## WHAT YOU SHOULD DO
The word "below" occurs in some lines of the data. Return each such line.

Data items
Segment Open

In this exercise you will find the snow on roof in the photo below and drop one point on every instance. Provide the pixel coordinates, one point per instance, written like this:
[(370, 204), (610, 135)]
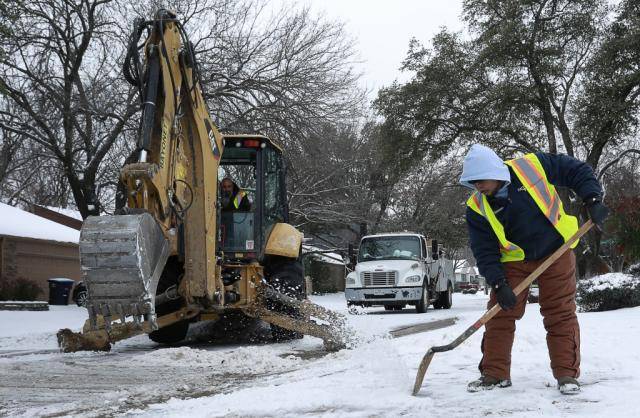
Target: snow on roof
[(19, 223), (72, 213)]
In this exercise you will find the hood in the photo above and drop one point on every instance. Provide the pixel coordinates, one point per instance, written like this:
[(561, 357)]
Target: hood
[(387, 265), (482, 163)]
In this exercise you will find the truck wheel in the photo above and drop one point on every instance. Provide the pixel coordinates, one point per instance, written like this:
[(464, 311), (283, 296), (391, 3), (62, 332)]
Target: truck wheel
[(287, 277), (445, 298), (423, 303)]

Segment Closed
Segment Open

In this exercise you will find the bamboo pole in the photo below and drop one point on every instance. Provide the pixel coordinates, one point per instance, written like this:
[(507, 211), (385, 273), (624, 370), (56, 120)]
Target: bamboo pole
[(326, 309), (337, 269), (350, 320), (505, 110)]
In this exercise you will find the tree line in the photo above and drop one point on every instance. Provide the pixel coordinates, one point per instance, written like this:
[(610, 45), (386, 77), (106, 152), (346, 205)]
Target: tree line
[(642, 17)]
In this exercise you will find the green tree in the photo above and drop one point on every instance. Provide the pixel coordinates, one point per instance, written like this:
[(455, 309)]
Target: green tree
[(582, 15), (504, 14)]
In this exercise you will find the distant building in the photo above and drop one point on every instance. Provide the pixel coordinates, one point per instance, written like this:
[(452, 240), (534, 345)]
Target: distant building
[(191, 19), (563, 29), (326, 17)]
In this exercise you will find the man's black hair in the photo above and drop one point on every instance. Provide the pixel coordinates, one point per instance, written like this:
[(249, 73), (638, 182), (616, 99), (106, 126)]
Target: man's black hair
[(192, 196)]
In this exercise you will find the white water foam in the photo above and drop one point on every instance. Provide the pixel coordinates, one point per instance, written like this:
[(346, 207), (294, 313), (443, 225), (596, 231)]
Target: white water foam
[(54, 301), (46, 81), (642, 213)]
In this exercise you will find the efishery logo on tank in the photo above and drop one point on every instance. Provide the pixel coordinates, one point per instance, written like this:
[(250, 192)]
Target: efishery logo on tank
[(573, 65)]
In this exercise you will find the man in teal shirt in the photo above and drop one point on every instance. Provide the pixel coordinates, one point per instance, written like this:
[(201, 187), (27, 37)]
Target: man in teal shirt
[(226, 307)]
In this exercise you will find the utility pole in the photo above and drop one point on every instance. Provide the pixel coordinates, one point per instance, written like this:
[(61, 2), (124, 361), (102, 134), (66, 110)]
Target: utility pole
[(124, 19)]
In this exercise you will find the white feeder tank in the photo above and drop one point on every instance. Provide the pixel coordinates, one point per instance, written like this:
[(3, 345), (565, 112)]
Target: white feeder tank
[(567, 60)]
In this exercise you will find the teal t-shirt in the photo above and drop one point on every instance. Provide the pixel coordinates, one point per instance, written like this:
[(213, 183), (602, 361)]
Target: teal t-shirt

Segment Closed

## ANSWER TO THE PROBLEM
In this exercise you will find the snow on roof in the photo below and drop one point on every instance. Provide the pixel coordinates, one point per instance, written like this:
In this exercise you will find the bamboo pole in the photo below and drop one point on every instance. Provide the pixel coordinates, one point per instance, written like this:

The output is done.